→ EXERCISE:
Format the records from the line containing "Detect ski jumper in" to the line containing "xmin=166 ymin=85 xmax=635 ymax=341" as a numbered list, omitting any blank lines.
>> start
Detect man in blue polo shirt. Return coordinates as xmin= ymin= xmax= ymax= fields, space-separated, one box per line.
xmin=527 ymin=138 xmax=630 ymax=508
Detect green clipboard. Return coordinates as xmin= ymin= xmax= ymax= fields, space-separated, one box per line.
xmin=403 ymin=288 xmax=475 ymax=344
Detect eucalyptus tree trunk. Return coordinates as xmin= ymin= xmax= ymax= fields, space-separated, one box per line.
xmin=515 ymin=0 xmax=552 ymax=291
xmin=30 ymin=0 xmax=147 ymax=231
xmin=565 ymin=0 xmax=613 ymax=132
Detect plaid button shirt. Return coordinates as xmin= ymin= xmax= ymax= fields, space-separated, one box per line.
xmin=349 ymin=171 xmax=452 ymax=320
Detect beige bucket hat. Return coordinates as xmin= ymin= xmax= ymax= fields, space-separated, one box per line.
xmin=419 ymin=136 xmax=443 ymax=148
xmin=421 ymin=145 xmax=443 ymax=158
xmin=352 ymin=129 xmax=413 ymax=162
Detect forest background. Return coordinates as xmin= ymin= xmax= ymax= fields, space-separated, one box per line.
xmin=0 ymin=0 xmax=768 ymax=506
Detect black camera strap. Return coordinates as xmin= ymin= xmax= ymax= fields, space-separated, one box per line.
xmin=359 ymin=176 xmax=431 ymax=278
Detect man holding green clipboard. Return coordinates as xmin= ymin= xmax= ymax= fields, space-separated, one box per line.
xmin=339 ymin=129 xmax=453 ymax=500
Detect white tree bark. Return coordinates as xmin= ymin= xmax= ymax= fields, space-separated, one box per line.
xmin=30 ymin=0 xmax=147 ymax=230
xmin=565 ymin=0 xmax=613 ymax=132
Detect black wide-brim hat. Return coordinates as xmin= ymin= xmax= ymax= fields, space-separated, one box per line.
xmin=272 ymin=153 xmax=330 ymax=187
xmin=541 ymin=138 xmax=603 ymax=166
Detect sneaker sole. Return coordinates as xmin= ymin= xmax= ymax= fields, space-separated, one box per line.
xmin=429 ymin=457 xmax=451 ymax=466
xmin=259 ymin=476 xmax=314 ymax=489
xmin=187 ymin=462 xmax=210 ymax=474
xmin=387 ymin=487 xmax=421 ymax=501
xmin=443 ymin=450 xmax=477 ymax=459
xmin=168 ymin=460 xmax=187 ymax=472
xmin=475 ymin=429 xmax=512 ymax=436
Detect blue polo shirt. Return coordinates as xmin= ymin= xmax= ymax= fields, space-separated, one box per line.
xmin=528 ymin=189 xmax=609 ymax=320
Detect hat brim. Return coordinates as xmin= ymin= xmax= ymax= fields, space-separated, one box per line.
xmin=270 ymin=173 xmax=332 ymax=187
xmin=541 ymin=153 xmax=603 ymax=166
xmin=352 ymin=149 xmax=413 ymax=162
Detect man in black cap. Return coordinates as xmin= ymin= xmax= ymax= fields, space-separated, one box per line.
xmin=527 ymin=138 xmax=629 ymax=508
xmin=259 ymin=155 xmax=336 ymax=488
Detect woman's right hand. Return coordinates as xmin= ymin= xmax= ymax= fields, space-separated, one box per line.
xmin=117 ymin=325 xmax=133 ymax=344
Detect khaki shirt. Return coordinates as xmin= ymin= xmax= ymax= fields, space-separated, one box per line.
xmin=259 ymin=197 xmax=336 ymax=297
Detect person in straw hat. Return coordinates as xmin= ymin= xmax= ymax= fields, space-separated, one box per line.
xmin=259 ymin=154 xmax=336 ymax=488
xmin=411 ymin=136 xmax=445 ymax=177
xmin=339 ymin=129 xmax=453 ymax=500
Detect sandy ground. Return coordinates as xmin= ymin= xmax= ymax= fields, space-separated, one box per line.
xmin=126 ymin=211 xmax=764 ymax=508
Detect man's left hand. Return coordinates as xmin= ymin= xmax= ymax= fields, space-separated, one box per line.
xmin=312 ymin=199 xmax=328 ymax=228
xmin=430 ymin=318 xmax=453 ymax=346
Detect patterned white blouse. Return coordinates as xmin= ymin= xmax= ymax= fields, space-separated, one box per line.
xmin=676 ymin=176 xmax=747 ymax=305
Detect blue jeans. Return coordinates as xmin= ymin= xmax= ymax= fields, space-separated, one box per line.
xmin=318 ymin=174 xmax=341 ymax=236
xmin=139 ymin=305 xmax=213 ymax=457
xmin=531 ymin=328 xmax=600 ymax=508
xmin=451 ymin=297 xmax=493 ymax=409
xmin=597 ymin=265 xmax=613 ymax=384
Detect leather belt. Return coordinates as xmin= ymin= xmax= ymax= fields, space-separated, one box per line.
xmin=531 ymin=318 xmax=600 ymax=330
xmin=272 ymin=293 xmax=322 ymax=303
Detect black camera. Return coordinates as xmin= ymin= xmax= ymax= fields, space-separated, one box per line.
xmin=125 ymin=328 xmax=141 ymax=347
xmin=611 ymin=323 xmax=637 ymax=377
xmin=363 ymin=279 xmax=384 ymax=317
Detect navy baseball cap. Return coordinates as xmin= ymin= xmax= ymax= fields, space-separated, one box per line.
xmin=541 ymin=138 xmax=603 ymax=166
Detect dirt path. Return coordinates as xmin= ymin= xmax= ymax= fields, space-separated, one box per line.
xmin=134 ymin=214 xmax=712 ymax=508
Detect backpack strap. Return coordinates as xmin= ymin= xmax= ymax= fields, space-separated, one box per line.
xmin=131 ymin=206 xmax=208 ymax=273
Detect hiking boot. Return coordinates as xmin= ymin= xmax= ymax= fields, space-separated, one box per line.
>> end
>> start
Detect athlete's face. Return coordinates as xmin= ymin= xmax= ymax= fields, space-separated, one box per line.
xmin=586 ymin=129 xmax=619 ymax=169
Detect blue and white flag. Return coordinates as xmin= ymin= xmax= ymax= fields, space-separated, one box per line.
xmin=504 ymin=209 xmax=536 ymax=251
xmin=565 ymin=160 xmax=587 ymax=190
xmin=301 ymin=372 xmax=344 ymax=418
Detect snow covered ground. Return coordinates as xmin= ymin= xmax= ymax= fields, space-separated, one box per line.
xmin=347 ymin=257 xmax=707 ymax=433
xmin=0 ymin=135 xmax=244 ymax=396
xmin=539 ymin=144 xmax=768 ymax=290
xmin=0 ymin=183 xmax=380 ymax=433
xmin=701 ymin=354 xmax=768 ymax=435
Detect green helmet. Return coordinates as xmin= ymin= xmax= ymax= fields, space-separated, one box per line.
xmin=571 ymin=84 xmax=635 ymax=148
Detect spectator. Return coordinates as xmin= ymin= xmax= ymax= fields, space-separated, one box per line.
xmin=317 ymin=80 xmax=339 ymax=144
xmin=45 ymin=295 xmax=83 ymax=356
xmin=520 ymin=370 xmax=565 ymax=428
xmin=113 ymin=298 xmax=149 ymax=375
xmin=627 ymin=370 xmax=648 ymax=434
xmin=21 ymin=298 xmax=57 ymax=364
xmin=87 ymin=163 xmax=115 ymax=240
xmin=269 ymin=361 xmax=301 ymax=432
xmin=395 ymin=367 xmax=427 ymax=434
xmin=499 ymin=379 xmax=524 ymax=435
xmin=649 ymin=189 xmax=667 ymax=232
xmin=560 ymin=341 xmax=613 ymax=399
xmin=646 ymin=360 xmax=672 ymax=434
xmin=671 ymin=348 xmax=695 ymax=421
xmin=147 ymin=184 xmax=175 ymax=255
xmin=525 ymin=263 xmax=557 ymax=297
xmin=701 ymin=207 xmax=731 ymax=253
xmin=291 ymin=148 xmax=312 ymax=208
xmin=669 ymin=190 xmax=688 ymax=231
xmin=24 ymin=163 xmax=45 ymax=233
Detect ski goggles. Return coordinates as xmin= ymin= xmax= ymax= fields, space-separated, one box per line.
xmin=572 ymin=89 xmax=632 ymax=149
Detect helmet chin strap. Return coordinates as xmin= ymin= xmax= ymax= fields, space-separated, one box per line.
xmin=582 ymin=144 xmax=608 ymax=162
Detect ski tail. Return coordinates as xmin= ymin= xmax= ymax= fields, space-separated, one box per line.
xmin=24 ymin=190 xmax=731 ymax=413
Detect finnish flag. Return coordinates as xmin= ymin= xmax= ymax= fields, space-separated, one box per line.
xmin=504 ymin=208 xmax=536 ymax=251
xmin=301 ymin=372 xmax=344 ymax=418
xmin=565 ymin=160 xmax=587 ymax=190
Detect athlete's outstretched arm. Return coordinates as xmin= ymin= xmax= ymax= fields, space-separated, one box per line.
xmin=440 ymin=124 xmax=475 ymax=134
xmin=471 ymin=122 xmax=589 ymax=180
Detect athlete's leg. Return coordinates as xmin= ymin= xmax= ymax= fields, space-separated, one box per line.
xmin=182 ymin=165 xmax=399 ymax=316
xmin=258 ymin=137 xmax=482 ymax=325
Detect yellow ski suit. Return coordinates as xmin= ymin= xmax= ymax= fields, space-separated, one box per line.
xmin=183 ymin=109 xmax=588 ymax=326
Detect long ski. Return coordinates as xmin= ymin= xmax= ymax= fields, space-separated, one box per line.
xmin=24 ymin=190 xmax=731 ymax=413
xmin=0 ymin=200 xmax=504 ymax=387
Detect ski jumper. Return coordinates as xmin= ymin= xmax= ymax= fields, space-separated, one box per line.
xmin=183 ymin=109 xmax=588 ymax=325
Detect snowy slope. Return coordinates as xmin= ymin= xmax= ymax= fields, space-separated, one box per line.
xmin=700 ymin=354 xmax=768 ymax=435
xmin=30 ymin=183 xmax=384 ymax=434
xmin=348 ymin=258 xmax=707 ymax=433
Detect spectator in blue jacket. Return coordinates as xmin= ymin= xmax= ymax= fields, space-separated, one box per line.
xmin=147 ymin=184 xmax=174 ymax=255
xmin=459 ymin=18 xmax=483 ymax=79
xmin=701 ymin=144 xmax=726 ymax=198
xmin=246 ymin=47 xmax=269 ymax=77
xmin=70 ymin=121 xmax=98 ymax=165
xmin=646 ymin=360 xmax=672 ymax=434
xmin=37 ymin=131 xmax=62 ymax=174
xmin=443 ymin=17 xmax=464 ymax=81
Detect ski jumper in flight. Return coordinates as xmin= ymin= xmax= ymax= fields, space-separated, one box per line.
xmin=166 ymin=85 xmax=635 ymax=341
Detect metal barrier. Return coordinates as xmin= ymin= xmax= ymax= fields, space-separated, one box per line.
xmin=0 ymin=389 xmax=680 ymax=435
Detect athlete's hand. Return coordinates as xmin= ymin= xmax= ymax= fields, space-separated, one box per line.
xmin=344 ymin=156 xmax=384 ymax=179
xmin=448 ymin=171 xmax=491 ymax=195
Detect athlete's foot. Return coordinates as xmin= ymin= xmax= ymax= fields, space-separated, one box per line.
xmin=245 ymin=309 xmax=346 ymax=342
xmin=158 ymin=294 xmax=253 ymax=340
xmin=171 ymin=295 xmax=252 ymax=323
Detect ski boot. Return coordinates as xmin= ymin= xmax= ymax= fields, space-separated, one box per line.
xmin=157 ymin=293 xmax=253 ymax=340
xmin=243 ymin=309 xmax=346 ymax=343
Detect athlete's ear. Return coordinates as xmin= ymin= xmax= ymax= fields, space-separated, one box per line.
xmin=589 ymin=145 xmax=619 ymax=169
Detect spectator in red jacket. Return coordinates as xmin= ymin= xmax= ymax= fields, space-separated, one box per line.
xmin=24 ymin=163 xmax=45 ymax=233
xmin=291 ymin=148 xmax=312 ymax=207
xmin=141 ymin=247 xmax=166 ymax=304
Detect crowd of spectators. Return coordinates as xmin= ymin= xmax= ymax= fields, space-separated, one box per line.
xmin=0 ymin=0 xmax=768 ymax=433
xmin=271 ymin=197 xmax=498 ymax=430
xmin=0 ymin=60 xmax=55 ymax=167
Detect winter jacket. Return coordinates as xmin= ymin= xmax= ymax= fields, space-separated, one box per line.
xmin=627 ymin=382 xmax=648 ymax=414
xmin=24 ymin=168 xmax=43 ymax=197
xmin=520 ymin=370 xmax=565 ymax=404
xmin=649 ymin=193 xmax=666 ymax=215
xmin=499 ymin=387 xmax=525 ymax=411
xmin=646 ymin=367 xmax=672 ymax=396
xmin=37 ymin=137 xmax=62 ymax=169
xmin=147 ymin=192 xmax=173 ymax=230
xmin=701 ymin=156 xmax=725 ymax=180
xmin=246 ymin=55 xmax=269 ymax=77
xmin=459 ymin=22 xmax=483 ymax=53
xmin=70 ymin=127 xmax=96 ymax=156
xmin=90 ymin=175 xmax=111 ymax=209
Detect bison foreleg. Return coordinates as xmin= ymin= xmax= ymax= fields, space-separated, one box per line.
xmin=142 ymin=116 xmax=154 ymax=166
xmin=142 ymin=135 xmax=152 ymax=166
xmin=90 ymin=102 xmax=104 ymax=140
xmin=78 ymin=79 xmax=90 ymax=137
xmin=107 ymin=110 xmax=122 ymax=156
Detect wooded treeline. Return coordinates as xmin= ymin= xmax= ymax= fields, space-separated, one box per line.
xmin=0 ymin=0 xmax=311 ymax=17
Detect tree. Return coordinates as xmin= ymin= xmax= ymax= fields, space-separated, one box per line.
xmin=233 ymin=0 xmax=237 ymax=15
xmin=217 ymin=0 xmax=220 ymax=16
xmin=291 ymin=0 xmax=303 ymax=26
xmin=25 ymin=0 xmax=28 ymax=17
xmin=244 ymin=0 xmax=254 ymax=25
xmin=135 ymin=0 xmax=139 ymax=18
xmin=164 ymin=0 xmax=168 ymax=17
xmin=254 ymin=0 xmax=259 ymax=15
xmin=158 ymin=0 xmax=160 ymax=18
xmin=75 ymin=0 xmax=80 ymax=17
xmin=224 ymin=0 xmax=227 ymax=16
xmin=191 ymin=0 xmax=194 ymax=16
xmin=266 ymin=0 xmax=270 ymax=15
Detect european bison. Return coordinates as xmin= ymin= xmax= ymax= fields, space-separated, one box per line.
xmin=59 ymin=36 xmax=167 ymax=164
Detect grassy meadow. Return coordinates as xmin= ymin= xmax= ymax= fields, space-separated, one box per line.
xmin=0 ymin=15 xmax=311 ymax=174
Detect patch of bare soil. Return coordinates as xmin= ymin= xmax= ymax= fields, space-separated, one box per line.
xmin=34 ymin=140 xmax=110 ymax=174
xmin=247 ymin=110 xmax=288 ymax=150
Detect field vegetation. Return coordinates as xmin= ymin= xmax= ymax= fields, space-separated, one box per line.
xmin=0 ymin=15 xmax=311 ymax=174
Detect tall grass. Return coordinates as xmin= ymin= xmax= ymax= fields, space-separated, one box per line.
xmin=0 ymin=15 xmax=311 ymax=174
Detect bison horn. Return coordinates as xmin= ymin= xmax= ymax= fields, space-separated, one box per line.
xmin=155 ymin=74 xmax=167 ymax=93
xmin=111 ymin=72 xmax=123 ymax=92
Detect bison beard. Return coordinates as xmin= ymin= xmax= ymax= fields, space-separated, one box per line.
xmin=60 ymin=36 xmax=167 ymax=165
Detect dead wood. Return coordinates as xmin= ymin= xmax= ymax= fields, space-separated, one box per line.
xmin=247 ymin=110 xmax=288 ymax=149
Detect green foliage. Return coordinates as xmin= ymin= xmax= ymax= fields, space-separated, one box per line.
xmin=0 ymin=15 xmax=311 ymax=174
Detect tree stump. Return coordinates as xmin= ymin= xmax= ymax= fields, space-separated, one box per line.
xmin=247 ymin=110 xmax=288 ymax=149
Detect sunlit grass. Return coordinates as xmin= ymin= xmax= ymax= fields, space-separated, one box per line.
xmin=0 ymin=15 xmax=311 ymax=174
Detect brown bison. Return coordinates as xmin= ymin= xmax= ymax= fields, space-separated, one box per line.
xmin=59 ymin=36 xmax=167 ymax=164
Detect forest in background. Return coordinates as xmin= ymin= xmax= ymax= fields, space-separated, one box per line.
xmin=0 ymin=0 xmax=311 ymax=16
>> end
>> start
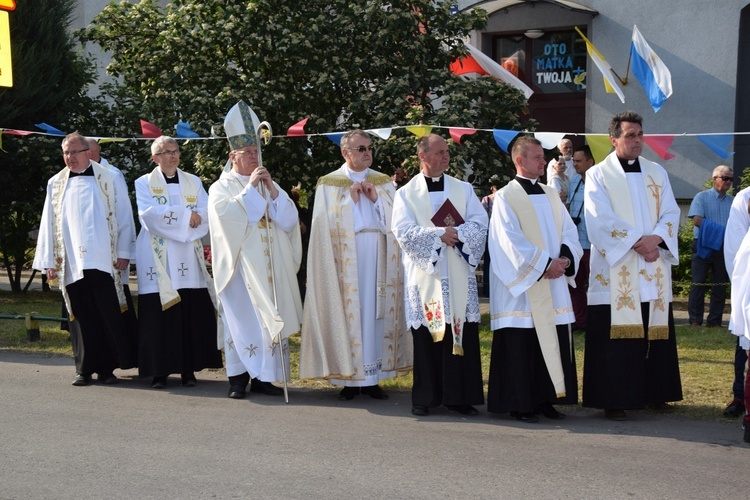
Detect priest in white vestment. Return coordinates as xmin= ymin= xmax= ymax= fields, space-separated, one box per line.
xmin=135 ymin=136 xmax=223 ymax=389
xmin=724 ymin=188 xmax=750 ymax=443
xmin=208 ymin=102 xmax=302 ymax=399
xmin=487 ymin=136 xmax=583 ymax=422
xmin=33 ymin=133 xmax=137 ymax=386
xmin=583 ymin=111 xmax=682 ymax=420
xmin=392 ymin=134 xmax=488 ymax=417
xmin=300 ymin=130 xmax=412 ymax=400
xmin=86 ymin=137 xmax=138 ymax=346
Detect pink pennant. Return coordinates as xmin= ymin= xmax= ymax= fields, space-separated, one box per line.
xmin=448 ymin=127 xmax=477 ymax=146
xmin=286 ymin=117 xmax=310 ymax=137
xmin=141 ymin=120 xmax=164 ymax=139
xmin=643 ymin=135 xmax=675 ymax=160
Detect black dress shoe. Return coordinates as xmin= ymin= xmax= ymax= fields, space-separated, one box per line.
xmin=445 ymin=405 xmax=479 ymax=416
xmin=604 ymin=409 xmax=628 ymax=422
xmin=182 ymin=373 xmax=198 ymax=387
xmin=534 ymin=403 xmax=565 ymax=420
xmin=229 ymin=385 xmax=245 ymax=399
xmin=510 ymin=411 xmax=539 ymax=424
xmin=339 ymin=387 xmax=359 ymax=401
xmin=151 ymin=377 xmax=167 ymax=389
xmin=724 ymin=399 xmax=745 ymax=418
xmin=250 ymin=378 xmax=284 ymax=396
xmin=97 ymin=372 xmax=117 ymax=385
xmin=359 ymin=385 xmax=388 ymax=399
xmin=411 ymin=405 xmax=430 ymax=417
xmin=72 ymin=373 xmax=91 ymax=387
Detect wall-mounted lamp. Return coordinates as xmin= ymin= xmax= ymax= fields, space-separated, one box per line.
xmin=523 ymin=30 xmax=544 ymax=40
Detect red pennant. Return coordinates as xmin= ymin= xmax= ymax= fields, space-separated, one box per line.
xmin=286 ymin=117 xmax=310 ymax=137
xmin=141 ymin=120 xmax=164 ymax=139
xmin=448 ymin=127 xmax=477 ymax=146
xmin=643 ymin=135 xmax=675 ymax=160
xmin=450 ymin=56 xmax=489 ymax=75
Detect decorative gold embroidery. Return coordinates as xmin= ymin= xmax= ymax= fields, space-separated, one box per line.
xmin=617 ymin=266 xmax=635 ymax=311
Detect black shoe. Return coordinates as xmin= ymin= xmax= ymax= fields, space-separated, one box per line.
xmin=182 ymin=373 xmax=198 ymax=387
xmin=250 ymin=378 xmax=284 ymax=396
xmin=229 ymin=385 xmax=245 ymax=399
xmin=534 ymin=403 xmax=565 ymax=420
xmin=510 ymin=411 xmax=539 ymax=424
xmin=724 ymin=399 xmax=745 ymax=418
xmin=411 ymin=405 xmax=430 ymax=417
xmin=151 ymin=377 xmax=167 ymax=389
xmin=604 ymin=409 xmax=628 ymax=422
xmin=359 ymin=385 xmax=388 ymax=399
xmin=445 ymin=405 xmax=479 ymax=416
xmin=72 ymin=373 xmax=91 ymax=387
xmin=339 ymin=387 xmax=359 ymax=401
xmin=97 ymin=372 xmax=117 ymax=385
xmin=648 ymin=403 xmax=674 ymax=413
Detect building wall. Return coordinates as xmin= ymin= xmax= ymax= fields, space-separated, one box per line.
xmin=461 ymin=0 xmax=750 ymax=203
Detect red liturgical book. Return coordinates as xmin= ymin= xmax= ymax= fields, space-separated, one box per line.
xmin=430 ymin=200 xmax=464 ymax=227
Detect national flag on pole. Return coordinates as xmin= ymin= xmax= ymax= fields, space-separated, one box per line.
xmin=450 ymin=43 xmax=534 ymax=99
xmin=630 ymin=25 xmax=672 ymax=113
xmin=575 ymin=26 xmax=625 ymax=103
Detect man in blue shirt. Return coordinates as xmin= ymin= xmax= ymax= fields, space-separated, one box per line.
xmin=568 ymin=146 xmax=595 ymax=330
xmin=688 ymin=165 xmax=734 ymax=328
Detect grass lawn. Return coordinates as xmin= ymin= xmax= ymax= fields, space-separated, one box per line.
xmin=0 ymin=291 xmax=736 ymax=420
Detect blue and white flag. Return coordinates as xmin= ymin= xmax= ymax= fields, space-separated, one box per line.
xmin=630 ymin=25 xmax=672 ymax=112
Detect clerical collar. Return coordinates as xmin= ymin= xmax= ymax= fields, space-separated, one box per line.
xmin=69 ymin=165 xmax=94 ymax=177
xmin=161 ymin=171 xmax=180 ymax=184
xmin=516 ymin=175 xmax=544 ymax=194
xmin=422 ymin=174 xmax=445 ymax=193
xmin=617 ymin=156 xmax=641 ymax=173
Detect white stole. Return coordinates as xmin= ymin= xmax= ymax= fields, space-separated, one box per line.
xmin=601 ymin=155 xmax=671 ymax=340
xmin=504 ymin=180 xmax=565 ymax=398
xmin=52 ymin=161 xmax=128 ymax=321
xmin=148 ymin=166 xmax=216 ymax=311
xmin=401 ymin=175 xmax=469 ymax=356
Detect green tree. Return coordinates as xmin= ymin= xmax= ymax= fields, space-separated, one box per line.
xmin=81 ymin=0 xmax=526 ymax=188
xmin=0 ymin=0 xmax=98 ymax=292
>> end
→ EXERCISE RESULT:
1. Detect ski jumper in flight. Return coordinates as xmin= ymin= xmax= ymax= fields, space-separated, one box per line.
2. xmin=166 ymin=85 xmax=635 ymax=341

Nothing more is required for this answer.